## Given problem
Please write out every line of the records below again, without changing a single character.

--- Source records ---

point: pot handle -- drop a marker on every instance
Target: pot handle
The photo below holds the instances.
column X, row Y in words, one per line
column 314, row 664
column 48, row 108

---

## Solution for this problem
point: pot handle -- drop a marker on every instance
Target: pot handle
The photo below holds the instances.
column X, row Y in words, one per line
column 314, row 664
column 48, row 108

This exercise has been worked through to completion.